* BEGIN Selected excerpt *

Travel

Hanoi’s History and Politics: Mausoleums, Temples, and Memory

After spending our first days in Hanoi wandering the Old Quarter and eating our way through the city, it was time to explore a different side of the capital. Hanoi is not just a food lover’s paradise. It is also the political and historical heart of Vietnam, and understanding the country properly means engaging with its past.

This day was dedicated to monuments, museums, and places that tell the story of Vietnam’s struggles, resilience, and identity.

The Ho Chi Minh Mausoleum Complex

We began the morning at the Ho Chi Minh Mausoleum complex, a large, traffic-free area filled with botanical gardens, memorials, pagodas, and museums. The complex is a place of pilgrimage for many Vietnamese people, who travel from all over the country to pay their respects to “Uncle Ho”.

* END Selected excerpt *
* BEGIN Information given *

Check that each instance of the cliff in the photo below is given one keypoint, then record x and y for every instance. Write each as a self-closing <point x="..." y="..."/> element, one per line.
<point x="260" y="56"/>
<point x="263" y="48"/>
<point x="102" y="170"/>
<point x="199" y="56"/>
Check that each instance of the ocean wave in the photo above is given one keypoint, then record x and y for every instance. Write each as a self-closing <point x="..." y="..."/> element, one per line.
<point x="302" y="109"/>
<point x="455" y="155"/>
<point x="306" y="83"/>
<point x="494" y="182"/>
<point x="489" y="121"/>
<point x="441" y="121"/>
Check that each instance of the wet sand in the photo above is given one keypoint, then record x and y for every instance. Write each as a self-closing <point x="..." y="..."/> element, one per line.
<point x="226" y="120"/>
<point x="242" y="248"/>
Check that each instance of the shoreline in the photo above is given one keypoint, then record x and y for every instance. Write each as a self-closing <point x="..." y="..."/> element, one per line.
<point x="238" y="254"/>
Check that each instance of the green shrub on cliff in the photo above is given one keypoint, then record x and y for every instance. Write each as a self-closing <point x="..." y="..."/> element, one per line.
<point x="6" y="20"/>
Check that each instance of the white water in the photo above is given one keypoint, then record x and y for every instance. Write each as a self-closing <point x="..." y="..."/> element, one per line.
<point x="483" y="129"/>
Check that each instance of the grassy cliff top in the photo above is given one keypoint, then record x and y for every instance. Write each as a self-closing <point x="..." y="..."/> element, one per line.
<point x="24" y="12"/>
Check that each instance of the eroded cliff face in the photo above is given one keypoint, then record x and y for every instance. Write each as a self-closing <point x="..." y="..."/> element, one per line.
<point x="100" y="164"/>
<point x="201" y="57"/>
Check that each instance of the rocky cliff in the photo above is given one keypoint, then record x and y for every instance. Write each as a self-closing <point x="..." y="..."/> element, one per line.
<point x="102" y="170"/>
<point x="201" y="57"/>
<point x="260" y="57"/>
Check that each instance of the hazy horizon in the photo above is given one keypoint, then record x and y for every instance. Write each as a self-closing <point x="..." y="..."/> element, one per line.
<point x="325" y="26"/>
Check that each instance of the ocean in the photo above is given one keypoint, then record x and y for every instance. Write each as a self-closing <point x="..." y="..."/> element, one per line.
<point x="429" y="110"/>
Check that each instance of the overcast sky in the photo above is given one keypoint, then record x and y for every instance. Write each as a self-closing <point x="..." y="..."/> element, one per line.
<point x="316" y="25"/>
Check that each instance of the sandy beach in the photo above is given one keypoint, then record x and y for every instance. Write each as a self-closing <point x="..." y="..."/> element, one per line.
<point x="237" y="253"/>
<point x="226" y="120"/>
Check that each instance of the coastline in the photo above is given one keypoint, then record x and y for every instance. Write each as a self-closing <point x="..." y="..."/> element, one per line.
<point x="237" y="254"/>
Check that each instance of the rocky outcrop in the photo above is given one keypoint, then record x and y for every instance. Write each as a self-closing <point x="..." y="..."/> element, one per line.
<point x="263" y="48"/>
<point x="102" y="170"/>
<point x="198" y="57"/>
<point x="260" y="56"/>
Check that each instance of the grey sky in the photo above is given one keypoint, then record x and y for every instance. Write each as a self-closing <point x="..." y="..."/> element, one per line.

* END Information given *

*Task list*:
A – In the Hanoi travel piece, where did the day's exploring begin that morning?
B – Pull out every line of the records that contains the string "horizon", matching case exactly.

*Set of answers*:
A – At the Ho Chi Minh Mausoleum complex.

B –
Check that each instance of the hazy horizon in the photo above is given one keypoint, then record x and y for every instance. Write each as a self-closing <point x="..." y="..."/> element, one per line.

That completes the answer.